State how many lines in the material below contain the word "picture". Reply with the number alone.

(Coordinate annotation records)
····················
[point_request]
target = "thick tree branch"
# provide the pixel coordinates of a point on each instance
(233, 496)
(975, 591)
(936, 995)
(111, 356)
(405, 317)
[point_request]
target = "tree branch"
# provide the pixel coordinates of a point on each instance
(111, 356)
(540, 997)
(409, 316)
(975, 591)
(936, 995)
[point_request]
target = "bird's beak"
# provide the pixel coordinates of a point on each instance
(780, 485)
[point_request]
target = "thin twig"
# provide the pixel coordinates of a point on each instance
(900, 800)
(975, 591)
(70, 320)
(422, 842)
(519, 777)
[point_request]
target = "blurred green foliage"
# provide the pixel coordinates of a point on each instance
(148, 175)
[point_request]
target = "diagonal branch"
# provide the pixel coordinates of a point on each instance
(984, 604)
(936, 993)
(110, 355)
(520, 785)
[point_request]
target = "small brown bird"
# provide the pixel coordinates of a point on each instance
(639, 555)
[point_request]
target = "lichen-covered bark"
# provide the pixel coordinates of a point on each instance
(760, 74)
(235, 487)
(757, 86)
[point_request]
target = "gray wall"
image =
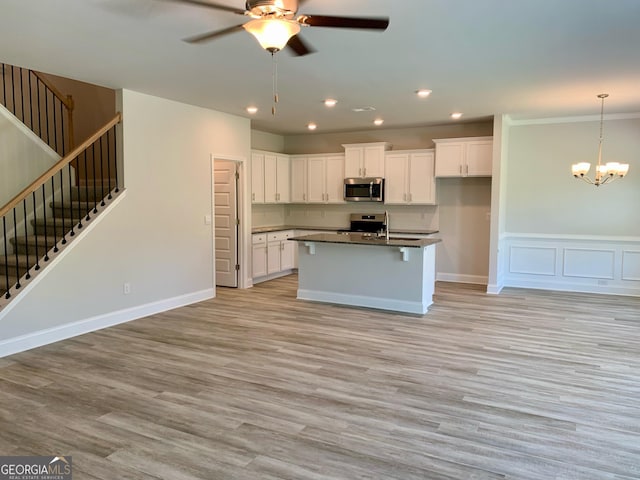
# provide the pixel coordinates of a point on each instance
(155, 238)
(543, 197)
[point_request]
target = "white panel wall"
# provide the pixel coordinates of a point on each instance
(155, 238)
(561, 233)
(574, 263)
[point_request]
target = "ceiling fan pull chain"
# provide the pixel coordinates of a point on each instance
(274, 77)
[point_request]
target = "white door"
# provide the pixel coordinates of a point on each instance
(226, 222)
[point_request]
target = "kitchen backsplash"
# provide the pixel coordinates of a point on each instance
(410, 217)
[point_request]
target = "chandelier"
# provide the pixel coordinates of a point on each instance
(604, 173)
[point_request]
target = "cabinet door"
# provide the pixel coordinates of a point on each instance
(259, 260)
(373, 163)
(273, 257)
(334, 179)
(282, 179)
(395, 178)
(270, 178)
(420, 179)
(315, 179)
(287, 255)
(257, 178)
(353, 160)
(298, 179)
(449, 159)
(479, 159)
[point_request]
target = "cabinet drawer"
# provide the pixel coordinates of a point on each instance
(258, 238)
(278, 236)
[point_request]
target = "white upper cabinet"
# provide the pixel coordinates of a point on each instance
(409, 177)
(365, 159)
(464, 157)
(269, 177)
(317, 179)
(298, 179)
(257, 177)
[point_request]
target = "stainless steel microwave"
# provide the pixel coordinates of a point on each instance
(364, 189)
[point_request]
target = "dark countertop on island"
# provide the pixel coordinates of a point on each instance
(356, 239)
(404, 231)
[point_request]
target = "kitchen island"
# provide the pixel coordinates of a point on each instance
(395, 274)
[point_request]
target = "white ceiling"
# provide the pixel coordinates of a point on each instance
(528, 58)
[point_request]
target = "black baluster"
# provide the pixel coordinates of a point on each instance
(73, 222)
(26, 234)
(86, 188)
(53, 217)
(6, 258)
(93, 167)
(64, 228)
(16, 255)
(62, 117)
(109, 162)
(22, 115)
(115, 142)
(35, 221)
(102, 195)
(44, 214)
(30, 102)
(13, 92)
····················
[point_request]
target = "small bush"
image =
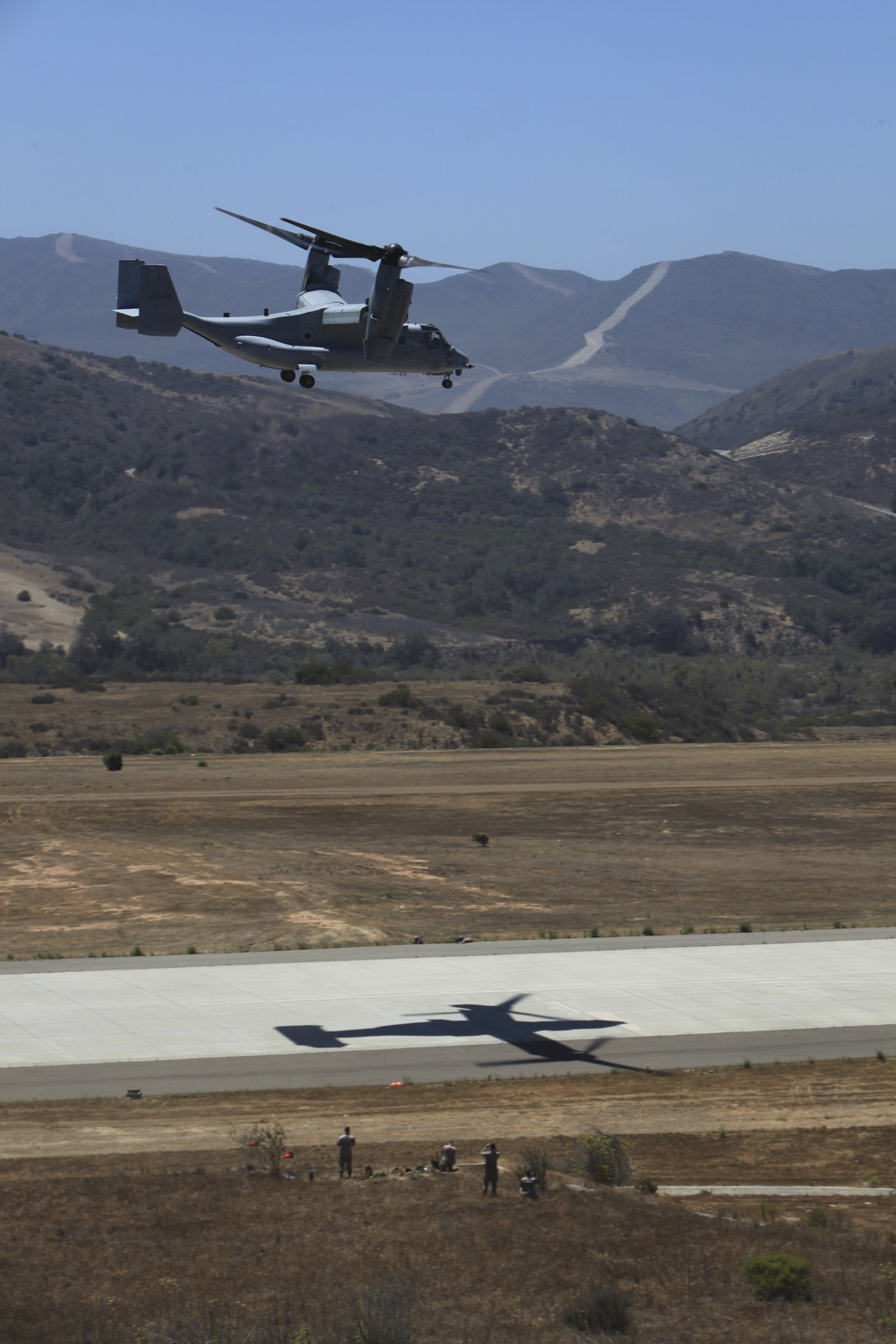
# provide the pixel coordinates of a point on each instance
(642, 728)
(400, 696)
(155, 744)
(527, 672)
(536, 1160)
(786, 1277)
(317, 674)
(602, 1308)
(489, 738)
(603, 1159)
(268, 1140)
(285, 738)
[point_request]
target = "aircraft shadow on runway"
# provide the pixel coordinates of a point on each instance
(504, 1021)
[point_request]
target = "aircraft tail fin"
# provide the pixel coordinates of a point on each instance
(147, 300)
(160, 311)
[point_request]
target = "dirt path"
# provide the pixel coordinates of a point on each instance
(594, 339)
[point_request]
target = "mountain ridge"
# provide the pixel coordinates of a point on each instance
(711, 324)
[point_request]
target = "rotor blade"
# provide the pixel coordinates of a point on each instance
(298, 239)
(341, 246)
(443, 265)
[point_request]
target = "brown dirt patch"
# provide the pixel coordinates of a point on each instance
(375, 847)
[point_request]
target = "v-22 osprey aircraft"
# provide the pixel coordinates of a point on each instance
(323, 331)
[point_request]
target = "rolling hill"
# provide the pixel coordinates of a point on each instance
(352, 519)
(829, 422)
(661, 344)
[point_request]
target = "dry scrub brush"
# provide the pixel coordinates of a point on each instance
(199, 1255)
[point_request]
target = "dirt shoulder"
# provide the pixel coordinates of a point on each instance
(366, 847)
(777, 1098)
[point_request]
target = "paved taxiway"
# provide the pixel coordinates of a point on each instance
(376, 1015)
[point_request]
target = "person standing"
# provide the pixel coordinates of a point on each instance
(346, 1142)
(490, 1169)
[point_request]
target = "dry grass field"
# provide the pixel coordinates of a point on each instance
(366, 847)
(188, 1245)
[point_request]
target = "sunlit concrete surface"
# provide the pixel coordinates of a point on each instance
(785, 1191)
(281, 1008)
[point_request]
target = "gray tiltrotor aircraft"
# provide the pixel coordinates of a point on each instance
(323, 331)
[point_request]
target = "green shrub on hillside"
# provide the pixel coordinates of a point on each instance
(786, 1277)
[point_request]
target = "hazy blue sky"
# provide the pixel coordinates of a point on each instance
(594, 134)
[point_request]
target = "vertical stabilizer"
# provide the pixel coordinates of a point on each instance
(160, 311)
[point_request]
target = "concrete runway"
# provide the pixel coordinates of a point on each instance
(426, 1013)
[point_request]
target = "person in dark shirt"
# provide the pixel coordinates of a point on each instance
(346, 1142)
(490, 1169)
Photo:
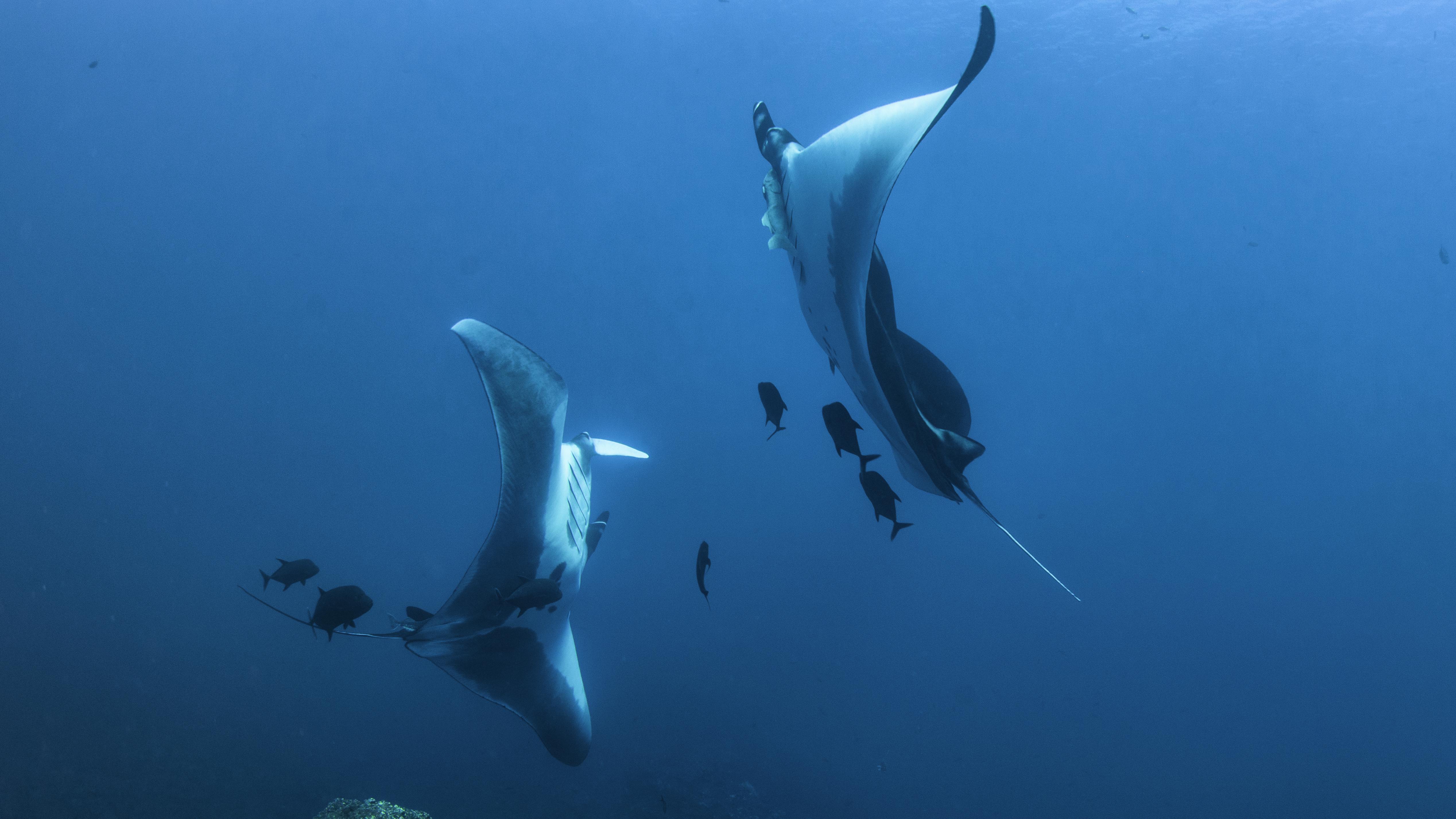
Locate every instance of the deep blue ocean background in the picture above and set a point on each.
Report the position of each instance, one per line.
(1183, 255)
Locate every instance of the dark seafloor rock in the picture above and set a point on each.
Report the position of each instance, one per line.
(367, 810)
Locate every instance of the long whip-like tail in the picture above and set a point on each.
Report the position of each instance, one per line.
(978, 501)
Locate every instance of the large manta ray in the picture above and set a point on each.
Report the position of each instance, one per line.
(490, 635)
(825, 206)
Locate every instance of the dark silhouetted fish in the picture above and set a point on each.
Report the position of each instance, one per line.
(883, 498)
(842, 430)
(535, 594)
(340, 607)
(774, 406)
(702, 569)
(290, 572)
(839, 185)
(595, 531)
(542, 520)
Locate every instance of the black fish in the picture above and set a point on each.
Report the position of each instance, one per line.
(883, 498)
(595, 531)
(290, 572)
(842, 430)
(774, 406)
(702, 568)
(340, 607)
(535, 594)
····················
▸ REPLY
6